Object position labeling entries:
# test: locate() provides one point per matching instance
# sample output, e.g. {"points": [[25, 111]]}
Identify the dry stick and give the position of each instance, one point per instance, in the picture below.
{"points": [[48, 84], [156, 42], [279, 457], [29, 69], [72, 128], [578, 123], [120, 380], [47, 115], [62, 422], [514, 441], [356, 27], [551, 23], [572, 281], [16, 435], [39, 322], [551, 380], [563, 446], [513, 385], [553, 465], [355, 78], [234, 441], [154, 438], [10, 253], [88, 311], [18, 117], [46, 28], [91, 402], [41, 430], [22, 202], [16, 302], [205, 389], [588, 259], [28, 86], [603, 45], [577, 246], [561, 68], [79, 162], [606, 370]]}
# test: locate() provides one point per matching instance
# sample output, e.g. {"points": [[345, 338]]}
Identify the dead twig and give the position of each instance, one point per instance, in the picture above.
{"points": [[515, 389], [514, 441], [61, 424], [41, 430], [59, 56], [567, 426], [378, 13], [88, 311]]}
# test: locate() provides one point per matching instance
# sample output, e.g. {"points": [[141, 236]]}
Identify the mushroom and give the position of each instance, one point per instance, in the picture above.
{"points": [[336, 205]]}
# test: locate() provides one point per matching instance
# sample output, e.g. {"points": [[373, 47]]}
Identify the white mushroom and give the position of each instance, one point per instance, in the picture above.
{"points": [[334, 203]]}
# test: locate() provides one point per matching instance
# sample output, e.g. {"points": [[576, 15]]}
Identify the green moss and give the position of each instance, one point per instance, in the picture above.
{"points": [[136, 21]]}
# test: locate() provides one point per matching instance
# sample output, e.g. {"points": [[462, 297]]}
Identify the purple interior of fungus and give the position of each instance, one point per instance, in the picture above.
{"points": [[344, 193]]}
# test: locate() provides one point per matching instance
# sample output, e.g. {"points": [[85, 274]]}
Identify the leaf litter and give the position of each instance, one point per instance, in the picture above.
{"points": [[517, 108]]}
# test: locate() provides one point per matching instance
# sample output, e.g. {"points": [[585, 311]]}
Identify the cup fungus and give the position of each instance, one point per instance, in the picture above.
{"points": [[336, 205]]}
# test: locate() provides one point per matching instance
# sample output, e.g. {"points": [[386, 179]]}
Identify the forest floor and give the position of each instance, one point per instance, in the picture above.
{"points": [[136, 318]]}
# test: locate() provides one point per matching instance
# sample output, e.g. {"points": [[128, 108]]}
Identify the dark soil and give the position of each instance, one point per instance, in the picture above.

## INSTRUCTION
Retype the material above, line by line, exactly.

## RESPONSE TO THE EXERCISE
# test: locate() provides one point per matching instance
# sample output, e.g. {"points": [[25, 111]]}
Identify the dry stick and give the position of each instance, one point per instance, in the picture below.
{"points": [[48, 84], [156, 42], [279, 457], [29, 69], [72, 128], [578, 123], [120, 380], [47, 115], [62, 422], [514, 441], [356, 27], [551, 23], [572, 281], [16, 435], [39, 322], [551, 380], [563, 446], [513, 385], [553, 465], [355, 78], [234, 441], [154, 438], [10, 253], [88, 311], [18, 117], [46, 28], [91, 402], [41, 430], [22, 202], [16, 302], [205, 389], [588, 259], [28, 86], [603, 45], [577, 246], [561, 68], [79, 162], [606, 370]]}
# test: locate() provides one point per matching instance
# sample output, e.g. {"points": [[345, 338]]}
Identify the dead twig and give the position of each instance, one point per instance, in the picture above.
{"points": [[515, 389], [514, 441], [61, 424], [41, 430], [59, 56], [567, 426], [378, 13], [88, 311]]}
# test: locate() provides one point per matching instance
# sample output, e.g. {"points": [[141, 236]]}
Identify the mushroom and give the position of each instance, one point per instance, in the picture above.
{"points": [[336, 205]]}
# test: locate() provides one point per matching instance
# sample output, e.g. {"points": [[373, 47]]}
Identify the white mushroom and give the position of each instance, one point per instance, in the picture above.
{"points": [[334, 203]]}
# test: locate() provides one point per matching instance
# sample output, e.g. {"points": [[576, 15]]}
Identify the green moss and give the position of each instance, one point per instance, in the picture above.
{"points": [[136, 21]]}
# test: locate() provides one point per matching instance
# sample output, e.g. {"points": [[462, 297]]}
Identify the purple interior of fungus and give the position of each instance, one point per instance, in the picture above.
{"points": [[344, 193]]}
# test: locate() provides one point per matching instance
# sample output, e.g. {"points": [[85, 274]]}
Identify the leaf litter and give the position of each instance, one point per instance, in the picture above.
{"points": [[517, 108]]}
# test: locate() provides one point per matching instance
# sample output, e.g. {"points": [[585, 311]]}
Identify the cup fungus and give the position of each instance, one point per instance, in the picture above.
{"points": [[336, 205]]}
# test: locate() provides one point per matching instance
# sample output, e.g. {"points": [[386, 179]]}
Identify the forest floor and give the position of each instance, one point per instance, in the picture above.
{"points": [[136, 318]]}
# test: locate() provides one point per matching instance
# sample output, e.g. {"points": [[128, 108]]}
Identify the dark soil and give the position of each instance, one point per instance, in the picture above.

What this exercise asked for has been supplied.